Dataset entries:
——————————
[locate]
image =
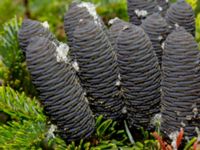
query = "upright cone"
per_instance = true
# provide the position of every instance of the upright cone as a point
(31, 28)
(140, 9)
(157, 29)
(61, 94)
(181, 14)
(98, 70)
(180, 84)
(140, 76)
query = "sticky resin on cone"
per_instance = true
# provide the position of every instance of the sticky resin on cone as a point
(140, 76)
(98, 69)
(140, 9)
(80, 11)
(116, 26)
(157, 29)
(162, 5)
(180, 84)
(31, 28)
(59, 90)
(181, 14)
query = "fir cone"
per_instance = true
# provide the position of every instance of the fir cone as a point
(157, 29)
(76, 12)
(116, 26)
(181, 14)
(180, 84)
(31, 28)
(61, 94)
(140, 9)
(140, 76)
(163, 5)
(97, 69)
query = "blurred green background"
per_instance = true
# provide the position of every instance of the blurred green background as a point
——————————
> [Task to carry out] Please copy all of the entries above word for word, leaving out the pictures.

> [Result for this exercise]
[locate]
image =
query = "upright cone"
per_instance = true
# provide the position of every instance of the upright cone as a point
(31, 28)
(140, 9)
(157, 29)
(61, 94)
(181, 14)
(98, 70)
(180, 84)
(140, 76)
query = "sticky resin on cone"
per_instance = true
# provide the position of every instance of the sticky resin on cone as a point
(140, 76)
(98, 69)
(140, 9)
(80, 11)
(116, 26)
(157, 29)
(162, 5)
(180, 84)
(31, 28)
(59, 90)
(181, 14)
query = "fir cone"
per_instance = true
# provide the position of every instance of the fir cone as a point
(157, 29)
(76, 12)
(116, 26)
(181, 14)
(180, 84)
(31, 28)
(61, 94)
(140, 9)
(140, 76)
(163, 5)
(97, 69)
query = "blurred green background"
per_instance = true
# provide the position of every instance of the blurred green background as a point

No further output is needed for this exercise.